(Excerpted passage)
━━━━━━

Parents, it’s time to take brain injuries out of play – we need to start treating concessions like a serious medical illness. If we broke our leg, we would have to put it into a cast and rest it. This is the same with the brain – even though we can’t see it, it is still a brain injury and needs proper rest!
Concussions are one of the most common brain injuries that can happen to your child when they’re out playing on the playground or participating in recreational sports. About every year, emergency departments in Canada treat an estimated 173,000 sports- and recreational-related traumatic brain injuries (TBIs), including concussions, among children and adolescents ranging from birth to 19 years of age. In fact, children and teens are more likely to get a concussion and actually take longer to recover than adults.
What is a concussion?
A concussion is caused when the brain is moved rapidly back and forth inside the skull usually from a heavy physical blow to the head or to the body that causes a sudden jerk of the head or neck. The symptoms that can occur from this brain injury can have noticeable effects on the way that your child thinks or acts. Because of this, any kind of head injury must be taken very seriously.
How do I know if my child has a concussion?

━━━━━━

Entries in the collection
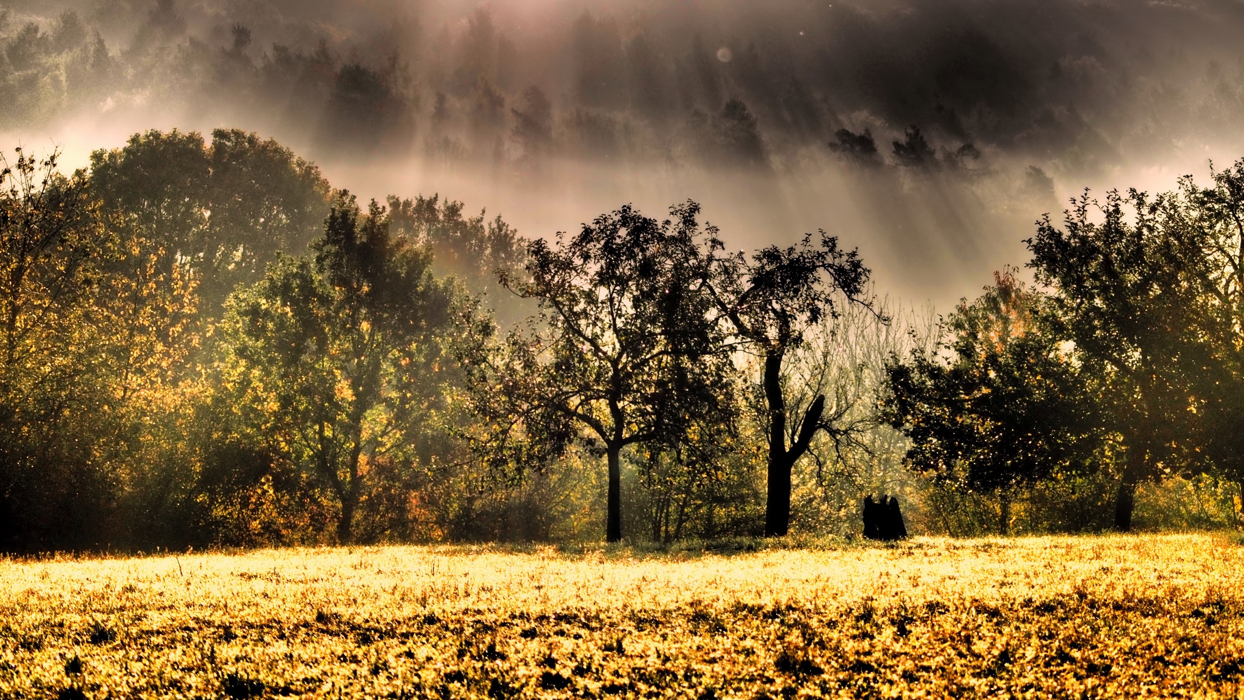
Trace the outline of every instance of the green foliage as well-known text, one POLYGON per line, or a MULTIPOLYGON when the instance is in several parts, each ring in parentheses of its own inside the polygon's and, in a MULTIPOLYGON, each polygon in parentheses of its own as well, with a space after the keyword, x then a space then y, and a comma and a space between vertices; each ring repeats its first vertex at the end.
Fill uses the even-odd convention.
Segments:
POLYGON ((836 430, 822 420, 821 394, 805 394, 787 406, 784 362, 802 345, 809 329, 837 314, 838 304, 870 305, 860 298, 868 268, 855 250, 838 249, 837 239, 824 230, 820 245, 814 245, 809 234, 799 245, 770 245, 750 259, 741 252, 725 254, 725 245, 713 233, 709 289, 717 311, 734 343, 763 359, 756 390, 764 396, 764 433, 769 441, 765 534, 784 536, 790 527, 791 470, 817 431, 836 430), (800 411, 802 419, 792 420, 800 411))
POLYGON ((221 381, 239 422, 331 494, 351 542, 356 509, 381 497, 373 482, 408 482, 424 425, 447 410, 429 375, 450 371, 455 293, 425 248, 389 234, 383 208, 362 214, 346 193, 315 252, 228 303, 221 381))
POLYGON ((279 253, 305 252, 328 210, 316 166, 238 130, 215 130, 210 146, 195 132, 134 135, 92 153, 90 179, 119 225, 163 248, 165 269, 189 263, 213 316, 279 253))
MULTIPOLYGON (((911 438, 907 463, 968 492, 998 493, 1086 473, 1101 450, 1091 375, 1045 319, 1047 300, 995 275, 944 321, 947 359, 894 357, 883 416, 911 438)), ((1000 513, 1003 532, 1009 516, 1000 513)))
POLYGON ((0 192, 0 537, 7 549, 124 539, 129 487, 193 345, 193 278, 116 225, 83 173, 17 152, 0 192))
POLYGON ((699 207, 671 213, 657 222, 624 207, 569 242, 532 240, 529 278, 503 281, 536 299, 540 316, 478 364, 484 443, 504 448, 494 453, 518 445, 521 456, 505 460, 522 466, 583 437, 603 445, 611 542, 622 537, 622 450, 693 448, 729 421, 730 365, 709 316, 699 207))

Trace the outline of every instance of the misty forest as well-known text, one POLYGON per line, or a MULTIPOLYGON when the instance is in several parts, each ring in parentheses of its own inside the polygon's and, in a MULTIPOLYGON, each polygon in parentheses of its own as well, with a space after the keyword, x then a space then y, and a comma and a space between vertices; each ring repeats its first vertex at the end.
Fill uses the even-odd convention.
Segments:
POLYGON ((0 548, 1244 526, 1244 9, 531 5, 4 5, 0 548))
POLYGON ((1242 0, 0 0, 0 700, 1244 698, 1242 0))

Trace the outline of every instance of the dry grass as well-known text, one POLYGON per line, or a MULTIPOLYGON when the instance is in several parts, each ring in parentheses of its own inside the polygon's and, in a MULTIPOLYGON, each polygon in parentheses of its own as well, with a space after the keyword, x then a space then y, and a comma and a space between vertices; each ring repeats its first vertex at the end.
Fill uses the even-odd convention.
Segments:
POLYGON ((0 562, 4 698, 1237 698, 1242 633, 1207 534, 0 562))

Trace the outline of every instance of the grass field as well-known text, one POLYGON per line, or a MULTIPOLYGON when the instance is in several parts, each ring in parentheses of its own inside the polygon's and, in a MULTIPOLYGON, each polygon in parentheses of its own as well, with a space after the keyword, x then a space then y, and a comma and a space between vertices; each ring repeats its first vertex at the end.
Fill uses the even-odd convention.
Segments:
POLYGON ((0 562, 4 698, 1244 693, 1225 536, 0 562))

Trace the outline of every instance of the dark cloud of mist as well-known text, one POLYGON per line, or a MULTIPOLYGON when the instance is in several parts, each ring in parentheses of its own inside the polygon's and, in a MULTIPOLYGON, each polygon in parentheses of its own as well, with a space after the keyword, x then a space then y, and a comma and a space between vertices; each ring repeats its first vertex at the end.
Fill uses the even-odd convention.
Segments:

━━━━━━

(Questions)
1. Reproduce the concussion article, starting with "Concussions are one" and going on through "recover than adults.".
2. Summarize the concussion article in two sentences.
3. Pick up the concussion article after its last line and write what comes next.

(Exercise responses)
1.
Concussions are one of the most common brain injuries that can happen to your child when they’re out playing on the playground or participating in recreational sports. About every year, emergency departments in Canada treat an estimated 173,000 sports- and recreational-related traumatic brain injuries (TBIs), including concussions, among children and adolescents ranging from birth to 19 years of age. In fact, children and teens are more likely to get a concussion and actually take longer to recover than adults.

2. Concussions are among the most common brain injuries children suffer on playgrounds or in recreational sports, and children and teens are more likely than adults to get one and take longer to recover. A concussion happens when the brain moves rapidly back and forth inside the skull, usually after a heavy blow to the head or body, and because its symptoms can affect how a child thinks or acts, any head injury must be taken very seriously.

3.
A sure easy way to tell if your child might be experiencing a concussion is to see if your child is experiencing any of the Red Flag Symptoms. If your child shows any the following symptoms, it is vital that you call 9-11 or see your health professional right away. Note that symptoms may vary for each individual and may be delayed for days or weeks until apparent.
Red Flag Symptoms (for children):
- Neck pains
- Increased confusion or irritability
- Repeated vomiting
- Seizures or convulsions
- Weakness in arms/legs including tingling or burning sensations
- Deteriorating or loss of consciousness
- Severe or increasing headaches
- Unusual behavioural changes
- Double vision
Red Flag Symptoms (for infants):
- Crankiness and irritability (beyond usual)
- Any sudden changes in sleeping patterns, eating or playing
- Not interested in their favourite toys or activities
- Forgets a new skill (e.g. potty training)
- Loss of balance, unsteady walking
- Not eating or nursing
- Cannot be comforted
*** Even if your child/infant is not currently experiencing any of these symptoms but has experienced an incident in the past, you should seek medical attention right away!
Even if your child really wants to participate in that baseball tournament, don’t let him! It is better to be healthy now – get it checked out and give it some rest. During recovery, doing any exercise or activities that involve using a lot of concentration (e.g. studying, using the computer, or playing video games) may cause the symptoms to reappear or result in further serious complications and result in a lengthened recovery time.
Make sure your child gets rest. Remember, it is better to miss one game than miss the whole season!